▶ _짧은 과제_:
아래 항목에서 “Target: asphalt road surface”라고 적힌 줄부터 “M 161 158 L 178 220 L 220 220 L 220 147 Z”라고 적힌 줄까지, 두 줄을 포함해 전부 그대로 옮겨 적으세요.

경계 주석 항목
***

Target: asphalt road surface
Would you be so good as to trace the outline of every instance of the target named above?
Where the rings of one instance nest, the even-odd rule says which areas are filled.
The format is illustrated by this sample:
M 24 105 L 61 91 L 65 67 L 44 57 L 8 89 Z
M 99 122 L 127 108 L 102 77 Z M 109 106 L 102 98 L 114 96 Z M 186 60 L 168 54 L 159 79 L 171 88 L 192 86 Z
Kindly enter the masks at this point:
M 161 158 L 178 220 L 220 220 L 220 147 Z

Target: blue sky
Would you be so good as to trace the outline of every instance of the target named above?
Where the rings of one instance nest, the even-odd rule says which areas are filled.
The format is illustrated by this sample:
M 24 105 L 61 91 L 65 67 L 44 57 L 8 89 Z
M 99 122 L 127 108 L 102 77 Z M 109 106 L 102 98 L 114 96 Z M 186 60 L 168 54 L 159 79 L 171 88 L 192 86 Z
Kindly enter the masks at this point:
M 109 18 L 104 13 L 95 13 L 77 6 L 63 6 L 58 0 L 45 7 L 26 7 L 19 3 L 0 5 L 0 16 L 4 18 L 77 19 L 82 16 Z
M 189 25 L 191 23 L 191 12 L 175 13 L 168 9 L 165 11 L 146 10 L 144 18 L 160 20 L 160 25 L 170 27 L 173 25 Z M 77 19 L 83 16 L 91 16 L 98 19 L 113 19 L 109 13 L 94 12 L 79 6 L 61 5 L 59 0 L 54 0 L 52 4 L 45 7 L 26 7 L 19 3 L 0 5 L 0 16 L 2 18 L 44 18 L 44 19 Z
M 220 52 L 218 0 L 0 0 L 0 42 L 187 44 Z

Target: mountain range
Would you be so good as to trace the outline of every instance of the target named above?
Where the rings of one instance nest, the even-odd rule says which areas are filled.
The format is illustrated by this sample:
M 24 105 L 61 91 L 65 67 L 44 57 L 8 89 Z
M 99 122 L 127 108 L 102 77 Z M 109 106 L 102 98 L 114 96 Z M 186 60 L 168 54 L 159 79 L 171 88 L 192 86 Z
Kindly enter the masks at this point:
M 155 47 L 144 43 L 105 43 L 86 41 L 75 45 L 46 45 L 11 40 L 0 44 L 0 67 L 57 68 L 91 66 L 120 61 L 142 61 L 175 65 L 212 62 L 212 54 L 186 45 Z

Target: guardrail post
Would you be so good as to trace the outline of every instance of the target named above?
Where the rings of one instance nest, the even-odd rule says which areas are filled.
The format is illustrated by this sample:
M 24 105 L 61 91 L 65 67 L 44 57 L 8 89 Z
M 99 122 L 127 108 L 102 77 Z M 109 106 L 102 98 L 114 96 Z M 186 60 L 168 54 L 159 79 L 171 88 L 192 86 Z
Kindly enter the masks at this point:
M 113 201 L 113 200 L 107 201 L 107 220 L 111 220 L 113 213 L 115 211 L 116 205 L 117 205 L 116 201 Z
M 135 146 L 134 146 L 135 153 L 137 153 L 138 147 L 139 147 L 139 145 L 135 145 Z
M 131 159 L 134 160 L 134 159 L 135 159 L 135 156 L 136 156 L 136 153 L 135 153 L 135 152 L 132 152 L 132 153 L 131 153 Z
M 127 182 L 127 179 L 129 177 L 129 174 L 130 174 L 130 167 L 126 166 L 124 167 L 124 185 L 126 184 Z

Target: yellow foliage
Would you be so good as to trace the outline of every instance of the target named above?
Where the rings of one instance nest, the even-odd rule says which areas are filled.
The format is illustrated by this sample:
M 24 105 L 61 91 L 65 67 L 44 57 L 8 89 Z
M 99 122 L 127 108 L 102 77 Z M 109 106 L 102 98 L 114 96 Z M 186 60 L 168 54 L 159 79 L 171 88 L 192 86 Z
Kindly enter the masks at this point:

***

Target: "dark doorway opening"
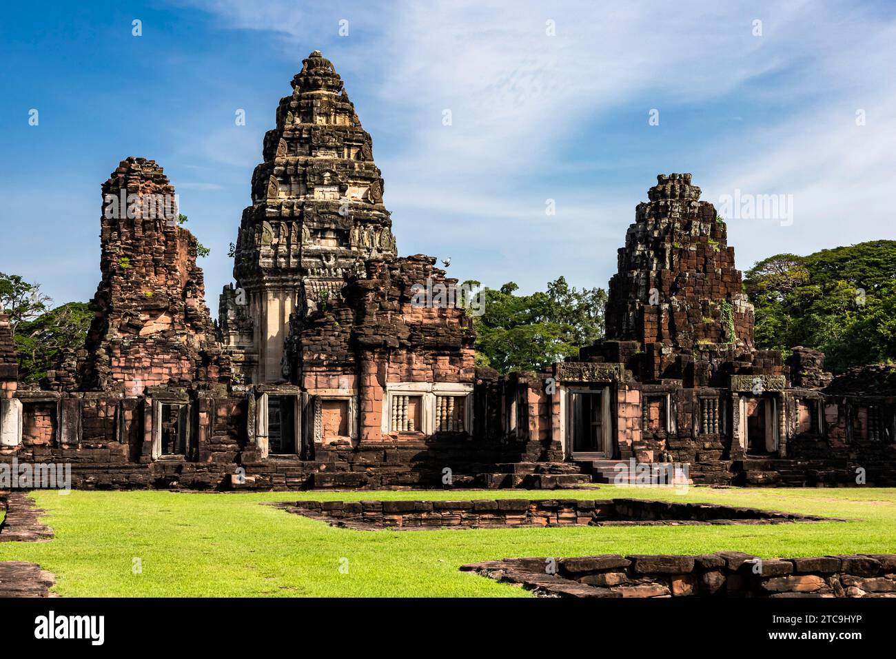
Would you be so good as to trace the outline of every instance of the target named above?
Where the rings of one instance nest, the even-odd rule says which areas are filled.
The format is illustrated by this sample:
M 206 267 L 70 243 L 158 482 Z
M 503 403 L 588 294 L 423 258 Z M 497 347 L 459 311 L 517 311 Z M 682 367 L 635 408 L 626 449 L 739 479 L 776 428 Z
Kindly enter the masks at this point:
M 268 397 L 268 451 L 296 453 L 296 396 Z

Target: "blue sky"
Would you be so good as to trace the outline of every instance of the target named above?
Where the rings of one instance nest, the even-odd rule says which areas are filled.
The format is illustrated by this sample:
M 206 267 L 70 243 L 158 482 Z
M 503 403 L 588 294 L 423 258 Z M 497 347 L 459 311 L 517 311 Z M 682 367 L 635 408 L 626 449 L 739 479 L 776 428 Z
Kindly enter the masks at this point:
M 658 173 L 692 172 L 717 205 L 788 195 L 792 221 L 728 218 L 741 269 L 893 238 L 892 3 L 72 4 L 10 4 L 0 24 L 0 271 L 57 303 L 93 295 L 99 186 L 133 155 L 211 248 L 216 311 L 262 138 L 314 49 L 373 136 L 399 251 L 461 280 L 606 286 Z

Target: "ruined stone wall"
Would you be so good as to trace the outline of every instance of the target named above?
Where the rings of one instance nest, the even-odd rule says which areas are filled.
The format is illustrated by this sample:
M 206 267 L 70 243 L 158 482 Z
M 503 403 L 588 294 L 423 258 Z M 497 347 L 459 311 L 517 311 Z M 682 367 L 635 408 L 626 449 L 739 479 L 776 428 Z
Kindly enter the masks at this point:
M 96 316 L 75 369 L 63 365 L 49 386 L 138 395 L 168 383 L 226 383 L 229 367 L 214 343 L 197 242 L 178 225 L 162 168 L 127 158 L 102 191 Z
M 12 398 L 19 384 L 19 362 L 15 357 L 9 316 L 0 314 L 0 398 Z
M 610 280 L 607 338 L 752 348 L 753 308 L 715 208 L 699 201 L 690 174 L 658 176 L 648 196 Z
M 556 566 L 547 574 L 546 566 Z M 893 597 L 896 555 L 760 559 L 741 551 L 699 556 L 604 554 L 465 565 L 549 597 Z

***

▶ _결과_:
Target: asphalt road surface
Would you be so good as to trace the outline of every instance of the target named above?
Where the rings of one instance nest, the even-odd rule says which areas are filled.
The format is illustrated by this sample:
M 24 105 L 61 91 L 65 67 L 44 57 L 8 89 Z
M 99 122 L 127 108 L 102 77 Z M 109 106 L 102 98 L 114 96 Z M 186 60 L 168 54 L 159 79 L 171 88 L 192 86 Z
Kindly enter the masks at this point:
M 161 158 L 178 220 L 220 220 L 220 147 Z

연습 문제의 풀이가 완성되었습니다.